Data entries:
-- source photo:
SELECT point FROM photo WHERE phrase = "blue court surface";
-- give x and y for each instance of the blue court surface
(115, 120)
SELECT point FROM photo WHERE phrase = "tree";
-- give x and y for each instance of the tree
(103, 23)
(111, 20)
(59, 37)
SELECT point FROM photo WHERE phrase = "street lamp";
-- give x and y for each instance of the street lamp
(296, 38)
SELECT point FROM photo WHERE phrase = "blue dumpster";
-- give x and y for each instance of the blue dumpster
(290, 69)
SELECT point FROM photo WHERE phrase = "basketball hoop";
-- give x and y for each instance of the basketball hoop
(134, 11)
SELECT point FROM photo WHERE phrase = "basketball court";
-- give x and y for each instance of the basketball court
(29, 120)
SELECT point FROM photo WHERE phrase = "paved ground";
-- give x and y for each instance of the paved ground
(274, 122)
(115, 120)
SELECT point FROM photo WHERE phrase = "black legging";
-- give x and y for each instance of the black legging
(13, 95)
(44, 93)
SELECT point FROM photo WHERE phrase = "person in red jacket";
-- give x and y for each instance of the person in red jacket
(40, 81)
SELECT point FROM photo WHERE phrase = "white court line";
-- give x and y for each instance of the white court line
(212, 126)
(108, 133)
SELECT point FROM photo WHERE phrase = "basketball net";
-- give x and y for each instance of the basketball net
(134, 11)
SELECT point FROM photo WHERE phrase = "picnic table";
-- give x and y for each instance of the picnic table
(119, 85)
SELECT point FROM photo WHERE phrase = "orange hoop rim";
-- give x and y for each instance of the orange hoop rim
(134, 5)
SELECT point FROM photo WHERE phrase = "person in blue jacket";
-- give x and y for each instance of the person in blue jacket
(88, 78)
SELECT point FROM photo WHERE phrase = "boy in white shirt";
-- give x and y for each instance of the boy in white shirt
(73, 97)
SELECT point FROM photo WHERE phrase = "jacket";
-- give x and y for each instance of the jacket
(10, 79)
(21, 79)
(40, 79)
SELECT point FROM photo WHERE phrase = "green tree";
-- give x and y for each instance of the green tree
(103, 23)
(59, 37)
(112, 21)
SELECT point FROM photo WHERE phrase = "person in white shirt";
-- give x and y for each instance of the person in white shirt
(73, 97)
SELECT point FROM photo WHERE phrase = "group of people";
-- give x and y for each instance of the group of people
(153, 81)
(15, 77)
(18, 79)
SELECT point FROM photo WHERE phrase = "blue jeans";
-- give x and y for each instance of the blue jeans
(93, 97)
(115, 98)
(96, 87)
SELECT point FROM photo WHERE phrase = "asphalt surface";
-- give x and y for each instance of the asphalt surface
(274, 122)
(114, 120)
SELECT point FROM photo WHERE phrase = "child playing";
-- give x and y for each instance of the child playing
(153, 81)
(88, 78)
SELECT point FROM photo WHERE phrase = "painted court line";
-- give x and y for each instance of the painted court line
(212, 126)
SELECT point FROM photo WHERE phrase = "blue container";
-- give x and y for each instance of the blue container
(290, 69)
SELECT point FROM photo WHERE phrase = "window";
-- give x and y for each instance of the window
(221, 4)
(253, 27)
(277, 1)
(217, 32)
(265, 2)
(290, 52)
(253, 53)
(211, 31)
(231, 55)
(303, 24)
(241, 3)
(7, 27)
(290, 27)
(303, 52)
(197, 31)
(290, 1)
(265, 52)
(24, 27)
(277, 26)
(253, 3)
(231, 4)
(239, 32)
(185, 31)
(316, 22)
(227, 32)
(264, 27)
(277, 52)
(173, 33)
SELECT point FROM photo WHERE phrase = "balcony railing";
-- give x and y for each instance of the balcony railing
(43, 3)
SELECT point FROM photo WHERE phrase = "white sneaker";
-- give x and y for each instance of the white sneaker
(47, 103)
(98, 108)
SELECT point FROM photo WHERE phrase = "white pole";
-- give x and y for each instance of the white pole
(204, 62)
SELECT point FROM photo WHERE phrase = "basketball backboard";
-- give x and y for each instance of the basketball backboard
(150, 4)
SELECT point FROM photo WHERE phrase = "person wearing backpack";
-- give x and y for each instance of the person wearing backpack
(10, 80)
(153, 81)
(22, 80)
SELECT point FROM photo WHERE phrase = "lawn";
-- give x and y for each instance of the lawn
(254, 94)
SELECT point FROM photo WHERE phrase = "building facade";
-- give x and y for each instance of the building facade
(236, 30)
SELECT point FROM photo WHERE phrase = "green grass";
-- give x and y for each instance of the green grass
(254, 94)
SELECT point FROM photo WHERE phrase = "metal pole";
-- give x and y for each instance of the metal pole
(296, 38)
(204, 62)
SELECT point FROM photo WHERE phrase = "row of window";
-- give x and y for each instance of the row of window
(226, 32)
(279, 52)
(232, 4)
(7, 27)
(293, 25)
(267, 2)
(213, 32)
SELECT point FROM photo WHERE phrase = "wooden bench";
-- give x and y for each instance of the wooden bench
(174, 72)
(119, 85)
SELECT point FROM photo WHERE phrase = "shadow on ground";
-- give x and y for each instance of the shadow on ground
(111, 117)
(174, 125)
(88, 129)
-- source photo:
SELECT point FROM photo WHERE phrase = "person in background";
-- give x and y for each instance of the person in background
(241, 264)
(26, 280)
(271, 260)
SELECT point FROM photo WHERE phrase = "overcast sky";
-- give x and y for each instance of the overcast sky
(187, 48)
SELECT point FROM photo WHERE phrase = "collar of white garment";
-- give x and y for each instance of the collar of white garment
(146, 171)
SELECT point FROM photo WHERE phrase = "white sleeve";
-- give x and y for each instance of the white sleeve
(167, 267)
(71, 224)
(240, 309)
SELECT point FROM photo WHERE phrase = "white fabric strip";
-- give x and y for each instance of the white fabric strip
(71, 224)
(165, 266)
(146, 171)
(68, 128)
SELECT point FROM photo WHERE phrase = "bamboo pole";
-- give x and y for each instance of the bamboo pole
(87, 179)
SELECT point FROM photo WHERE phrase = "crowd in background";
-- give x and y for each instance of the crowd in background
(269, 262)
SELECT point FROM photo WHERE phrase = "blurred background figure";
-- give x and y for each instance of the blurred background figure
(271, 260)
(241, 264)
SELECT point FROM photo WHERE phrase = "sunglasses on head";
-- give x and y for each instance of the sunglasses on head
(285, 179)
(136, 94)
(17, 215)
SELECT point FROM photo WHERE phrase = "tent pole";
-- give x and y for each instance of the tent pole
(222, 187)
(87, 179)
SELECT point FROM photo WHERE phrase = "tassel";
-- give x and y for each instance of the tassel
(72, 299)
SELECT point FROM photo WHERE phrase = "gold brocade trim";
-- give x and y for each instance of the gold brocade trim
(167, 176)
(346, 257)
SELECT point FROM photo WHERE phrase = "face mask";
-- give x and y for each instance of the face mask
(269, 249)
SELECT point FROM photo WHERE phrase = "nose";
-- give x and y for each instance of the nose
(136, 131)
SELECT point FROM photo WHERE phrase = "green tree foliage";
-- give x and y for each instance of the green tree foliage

Task statement
Some of the data mentions "foliage". Copy every line where it does.

Answer below
SELECT point FROM photo WHERE phrase = "green tree foliage";
-- give x and y for each instance of the green tree foliage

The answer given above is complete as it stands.